AIM: Reproduce the entries below with "segment" swapped for "outline" and everything else left as is. Omit the pictures.
## begin DATA RECORDS
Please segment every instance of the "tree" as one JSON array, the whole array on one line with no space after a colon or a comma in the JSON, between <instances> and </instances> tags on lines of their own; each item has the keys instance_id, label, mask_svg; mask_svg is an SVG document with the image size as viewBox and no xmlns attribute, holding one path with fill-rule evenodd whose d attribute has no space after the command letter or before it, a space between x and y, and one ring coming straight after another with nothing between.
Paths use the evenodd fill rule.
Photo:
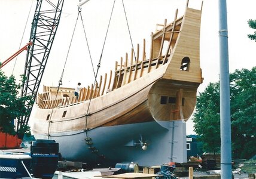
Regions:
<instances>
[{"instance_id":1,"label":"tree","mask_svg":"<svg viewBox=\"0 0 256 179\"><path fill-rule=\"evenodd\" d=\"M256 29L256 20L249 19L247 22L251 28ZM251 40L256 41L256 31L254 31L254 34L248 34L248 36Z\"/></svg>"},{"instance_id":2,"label":"tree","mask_svg":"<svg viewBox=\"0 0 256 179\"><path fill-rule=\"evenodd\" d=\"M0 132L15 135L14 120L28 112L25 104L26 101L32 103L32 97L18 97L19 90L24 81L24 78L22 78L22 83L16 84L13 75L8 78L0 70ZM29 130L27 125L21 128L23 132Z\"/></svg>"},{"instance_id":3,"label":"tree","mask_svg":"<svg viewBox=\"0 0 256 179\"><path fill-rule=\"evenodd\" d=\"M230 113L233 156L249 158L256 151L256 67L230 74ZM220 83L211 83L197 97L192 120L203 150L220 149Z\"/></svg>"}]
</instances>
## end DATA RECORDS
FINAL RESULT:
Please outline every instance of the "tree" as one JSON array, the whole array on one line with no space after a colon or a comma in the JSON, between <instances> and </instances> tags on lines of their own; each item has the keys instance_id, label, mask_svg; mask_svg is an SVG document with the image size as viewBox and no xmlns attribute, holding one path with fill-rule evenodd whose d attribute has no space after the command letter or before it, a space between x and y, and one ring coming straight after another with nothing between.
Paths use the evenodd fill rule.
Photo:
Regions:
<instances>
[{"instance_id":1,"label":"tree","mask_svg":"<svg viewBox=\"0 0 256 179\"><path fill-rule=\"evenodd\" d=\"M256 29L256 20L249 19L247 22L251 28ZM251 40L256 41L256 31L254 31L254 34L248 34L248 36Z\"/></svg>"},{"instance_id":2,"label":"tree","mask_svg":"<svg viewBox=\"0 0 256 179\"><path fill-rule=\"evenodd\" d=\"M0 132L15 135L14 120L28 112L25 104L26 101L32 103L32 97L18 97L19 90L24 81L24 78L22 78L22 83L16 84L13 75L8 78L0 70ZM29 130L27 125L21 128L23 132Z\"/></svg>"},{"instance_id":3,"label":"tree","mask_svg":"<svg viewBox=\"0 0 256 179\"><path fill-rule=\"evenodd\" d=\"M230 113L233 156L249 158L256 151L256 67L230 74ZM220 83L211 83L197 97L192 120L203 150L220 149Z\"/></svg>"}]
</instances>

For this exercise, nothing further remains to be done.